[start RECORDS PROVIDED]
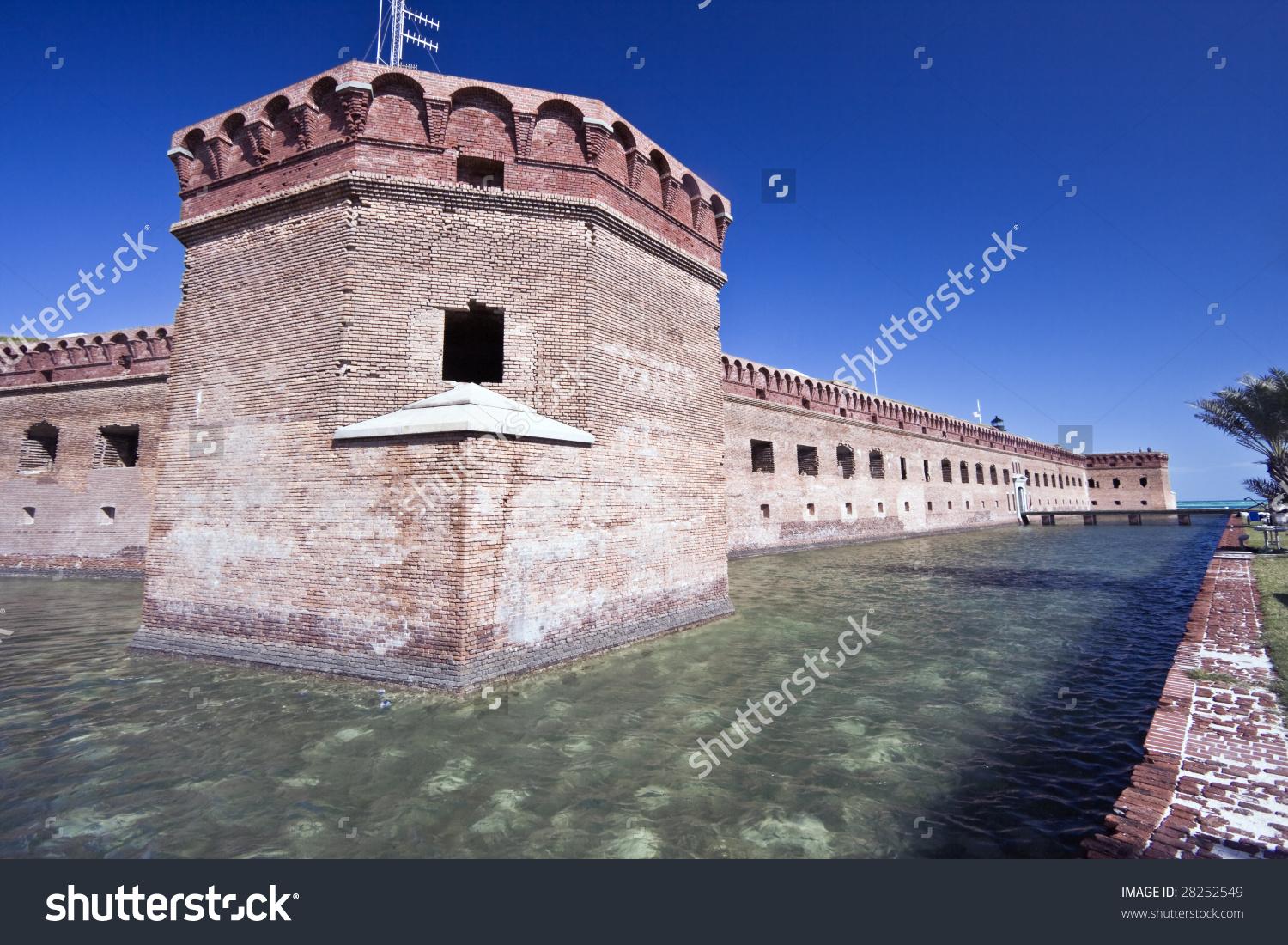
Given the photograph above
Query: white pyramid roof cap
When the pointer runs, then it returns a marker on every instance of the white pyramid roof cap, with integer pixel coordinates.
(466, 407)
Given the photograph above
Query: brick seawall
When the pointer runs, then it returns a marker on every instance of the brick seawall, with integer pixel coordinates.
(1213, 783)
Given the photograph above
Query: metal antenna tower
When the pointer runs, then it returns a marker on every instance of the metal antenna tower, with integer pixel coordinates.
(398, 31)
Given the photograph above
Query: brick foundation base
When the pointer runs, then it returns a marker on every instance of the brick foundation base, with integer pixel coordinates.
(391, 668)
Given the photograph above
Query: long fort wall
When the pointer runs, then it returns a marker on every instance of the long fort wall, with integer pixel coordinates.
(79, 424)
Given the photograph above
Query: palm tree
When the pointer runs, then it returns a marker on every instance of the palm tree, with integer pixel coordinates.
(1256, 415)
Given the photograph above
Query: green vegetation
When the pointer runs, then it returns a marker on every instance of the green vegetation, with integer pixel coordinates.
(1256, 415)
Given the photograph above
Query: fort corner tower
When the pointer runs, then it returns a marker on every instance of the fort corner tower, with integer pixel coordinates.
(380, 237)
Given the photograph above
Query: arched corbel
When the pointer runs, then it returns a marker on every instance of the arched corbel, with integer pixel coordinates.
(598, 134)
(182, 160)
(260, 131)
(525, 123)
(357, 102)
(435, 113)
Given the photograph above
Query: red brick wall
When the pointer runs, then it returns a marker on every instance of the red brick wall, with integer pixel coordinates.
(325, 307)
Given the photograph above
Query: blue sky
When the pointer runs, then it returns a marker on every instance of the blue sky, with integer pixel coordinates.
(902, 173)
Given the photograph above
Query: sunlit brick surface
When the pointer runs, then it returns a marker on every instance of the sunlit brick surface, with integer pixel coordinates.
(1215, 777)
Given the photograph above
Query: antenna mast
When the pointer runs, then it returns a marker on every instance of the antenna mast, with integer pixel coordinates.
(398, 33)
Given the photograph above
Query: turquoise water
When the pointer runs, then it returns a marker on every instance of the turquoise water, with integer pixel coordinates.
(961, 715)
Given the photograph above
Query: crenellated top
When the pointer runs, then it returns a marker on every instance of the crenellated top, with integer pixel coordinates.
(790, 388)
(399, 121)
(1126, 460)
(108, 356)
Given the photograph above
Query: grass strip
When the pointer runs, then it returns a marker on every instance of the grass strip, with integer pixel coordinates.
(1272, 576)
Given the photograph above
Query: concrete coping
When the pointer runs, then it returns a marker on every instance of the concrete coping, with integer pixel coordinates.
(466, 409)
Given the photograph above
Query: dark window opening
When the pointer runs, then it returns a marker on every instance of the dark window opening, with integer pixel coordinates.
(762, 455)
(39, 448)
(806, 461)
(474, 345)
(876, 464)
(116, 446)
(481, 172)
(845, 459)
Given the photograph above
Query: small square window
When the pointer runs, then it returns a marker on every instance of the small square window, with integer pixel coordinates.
(762, 455)
(481, 172)
(474, 345)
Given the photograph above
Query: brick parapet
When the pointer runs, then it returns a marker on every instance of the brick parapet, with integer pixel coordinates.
(451, 196)
(368, 118)
(799, 391)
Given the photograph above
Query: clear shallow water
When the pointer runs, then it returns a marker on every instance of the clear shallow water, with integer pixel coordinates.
(953, 715)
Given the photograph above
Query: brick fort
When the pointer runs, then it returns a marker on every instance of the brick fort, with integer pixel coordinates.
(445, 399)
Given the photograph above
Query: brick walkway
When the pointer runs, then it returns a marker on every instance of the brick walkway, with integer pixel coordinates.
(1215, 777)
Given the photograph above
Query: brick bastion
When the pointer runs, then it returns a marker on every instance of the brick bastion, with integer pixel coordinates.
(370, 239)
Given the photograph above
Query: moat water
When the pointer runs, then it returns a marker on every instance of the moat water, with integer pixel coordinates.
(997, 715)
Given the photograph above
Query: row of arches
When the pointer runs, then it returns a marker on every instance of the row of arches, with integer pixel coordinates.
(478, 121)
(120, 348)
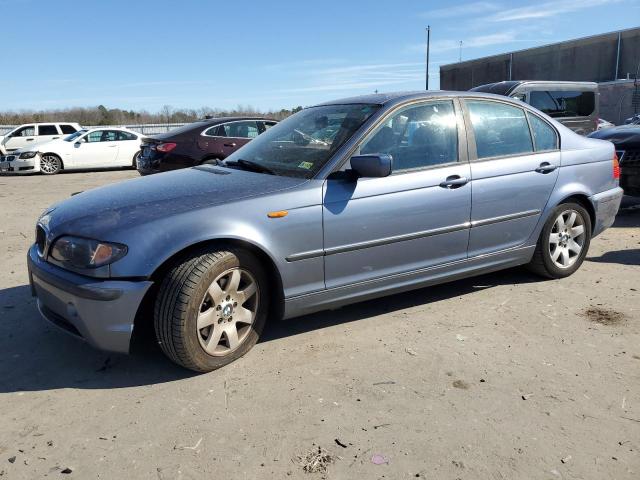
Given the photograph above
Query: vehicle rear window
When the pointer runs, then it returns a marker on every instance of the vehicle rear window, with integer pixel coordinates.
(47, 130)
(67, 129)
(499, 129)
(564, 104)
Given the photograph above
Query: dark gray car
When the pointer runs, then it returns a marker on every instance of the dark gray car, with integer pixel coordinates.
(341, 202)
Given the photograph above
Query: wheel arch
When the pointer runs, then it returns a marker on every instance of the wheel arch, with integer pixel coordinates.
(584, 201)
(143, 322)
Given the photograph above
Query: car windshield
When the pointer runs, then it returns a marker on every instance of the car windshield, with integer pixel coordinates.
(303, 143)
(73, 136)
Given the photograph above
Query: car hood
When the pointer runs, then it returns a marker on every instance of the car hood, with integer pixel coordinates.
(101, 212)
(627, 136)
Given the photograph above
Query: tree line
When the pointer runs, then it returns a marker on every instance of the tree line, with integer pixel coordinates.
(102, 115)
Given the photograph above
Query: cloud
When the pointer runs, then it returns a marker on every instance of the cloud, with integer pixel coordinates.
(465, 9)
(359, 77)
(546, 9)
(478, 41)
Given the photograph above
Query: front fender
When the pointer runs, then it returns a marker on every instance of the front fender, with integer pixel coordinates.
(246, 221)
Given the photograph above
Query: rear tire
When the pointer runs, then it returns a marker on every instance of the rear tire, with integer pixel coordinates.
(50, 164)
(211, 308)
(563, 243)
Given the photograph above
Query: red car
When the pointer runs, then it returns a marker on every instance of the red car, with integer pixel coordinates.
(204, 141)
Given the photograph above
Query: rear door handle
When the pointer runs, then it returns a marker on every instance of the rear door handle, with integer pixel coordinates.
(546, 167)
(454, 181)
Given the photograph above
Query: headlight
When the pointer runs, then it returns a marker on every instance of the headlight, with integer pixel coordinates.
(85, 253)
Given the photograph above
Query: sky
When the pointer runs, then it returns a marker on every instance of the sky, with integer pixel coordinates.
(144, 54)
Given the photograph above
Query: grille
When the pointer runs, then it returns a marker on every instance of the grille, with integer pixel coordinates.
(41, 239)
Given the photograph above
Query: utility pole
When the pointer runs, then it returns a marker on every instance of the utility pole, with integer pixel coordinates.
(428, 45)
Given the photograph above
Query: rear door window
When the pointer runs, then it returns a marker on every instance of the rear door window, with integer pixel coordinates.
(47, 130)
(499, 129)
(67, 129)
(564, 104)
(418, 136)
(28, 131)
(126, 136)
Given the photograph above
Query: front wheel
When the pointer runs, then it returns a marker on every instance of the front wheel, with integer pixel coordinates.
(563, 243)
(211, 308)
(50, 164)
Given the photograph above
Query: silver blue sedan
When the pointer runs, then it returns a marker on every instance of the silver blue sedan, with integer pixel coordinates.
(342, 202)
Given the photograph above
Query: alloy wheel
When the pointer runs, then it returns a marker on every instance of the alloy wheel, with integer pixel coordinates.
(49, 164)
(567, 238)
(227, 312)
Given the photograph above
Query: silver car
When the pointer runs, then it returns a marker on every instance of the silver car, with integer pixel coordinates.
(340, 203)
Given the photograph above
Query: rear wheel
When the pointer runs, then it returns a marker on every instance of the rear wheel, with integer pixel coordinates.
(50, 164)
(211, 308)
(563, 243)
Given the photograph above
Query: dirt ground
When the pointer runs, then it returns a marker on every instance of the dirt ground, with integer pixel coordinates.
(502, 376)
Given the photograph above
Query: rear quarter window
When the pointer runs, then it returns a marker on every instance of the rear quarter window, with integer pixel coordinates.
(558, 104)
(544, 135)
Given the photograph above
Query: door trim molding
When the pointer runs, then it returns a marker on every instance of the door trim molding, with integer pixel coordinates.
(408, 236)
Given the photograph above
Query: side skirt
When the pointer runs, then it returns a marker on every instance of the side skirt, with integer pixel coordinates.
(380, 287)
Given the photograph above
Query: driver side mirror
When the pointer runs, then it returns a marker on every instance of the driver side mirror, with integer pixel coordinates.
(374, 165)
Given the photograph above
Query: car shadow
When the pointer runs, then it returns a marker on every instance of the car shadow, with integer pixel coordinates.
(401, 301)
(621, 257)
(35, 356)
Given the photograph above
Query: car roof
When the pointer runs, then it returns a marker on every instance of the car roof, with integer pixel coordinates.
(399, 97)
(216, 120)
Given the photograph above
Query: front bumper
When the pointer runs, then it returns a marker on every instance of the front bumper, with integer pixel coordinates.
(13, 164)
(101, 312)
(606, 205)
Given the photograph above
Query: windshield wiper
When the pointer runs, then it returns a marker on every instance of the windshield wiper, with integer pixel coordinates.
(249, 165)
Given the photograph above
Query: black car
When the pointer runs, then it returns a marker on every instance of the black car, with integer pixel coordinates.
(626, 138)
(199, 142)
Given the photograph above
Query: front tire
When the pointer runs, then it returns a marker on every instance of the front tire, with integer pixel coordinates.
(211, 308)
(563, 243)
(50, 164)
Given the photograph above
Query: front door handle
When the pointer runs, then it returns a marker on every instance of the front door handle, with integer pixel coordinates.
(546, 167)
(454, 181)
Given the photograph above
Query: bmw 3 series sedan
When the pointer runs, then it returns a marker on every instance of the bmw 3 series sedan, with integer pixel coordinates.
(342, 202)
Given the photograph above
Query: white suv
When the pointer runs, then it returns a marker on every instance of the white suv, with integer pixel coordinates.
(35, 133)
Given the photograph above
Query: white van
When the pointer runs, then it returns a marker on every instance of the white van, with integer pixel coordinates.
(34, 133)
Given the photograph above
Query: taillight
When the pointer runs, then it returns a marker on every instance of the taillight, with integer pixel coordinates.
(165, 147)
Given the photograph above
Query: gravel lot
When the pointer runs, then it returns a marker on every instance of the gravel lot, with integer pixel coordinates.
(502, 376)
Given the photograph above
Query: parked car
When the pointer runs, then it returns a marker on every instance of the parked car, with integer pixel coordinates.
(574, 104)
(34, 133)
(203, 141)
(634, 120)
(107, 147)
(626, 139)
(411, 190)
(604, 124)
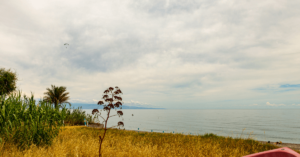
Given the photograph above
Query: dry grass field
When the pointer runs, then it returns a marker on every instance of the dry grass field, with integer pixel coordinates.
(84, 142)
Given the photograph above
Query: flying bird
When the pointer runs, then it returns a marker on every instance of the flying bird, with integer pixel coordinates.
(66, 44)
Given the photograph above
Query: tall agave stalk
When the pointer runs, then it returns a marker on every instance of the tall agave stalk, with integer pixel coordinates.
(115, 97)
(23, 123)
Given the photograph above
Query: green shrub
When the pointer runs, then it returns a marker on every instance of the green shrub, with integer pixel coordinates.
(23, 123)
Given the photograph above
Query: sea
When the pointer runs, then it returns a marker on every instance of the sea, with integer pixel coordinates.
(261, 124)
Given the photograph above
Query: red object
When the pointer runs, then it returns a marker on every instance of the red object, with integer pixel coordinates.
(280, 152)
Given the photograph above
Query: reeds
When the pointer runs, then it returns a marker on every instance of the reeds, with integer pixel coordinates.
(23, 123)
(84, 142)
[end RECORDS PROVIDED]
[WRITTEN TASK]
Report every line of the rows above that contains the word "bumper", copying each line in full. Case counts.

[RESULT FOR THIS TASK]
Query: front bumper
When the pointer runs, then it returns a marker on every instance of the front bumper, with integer pixel coordinates.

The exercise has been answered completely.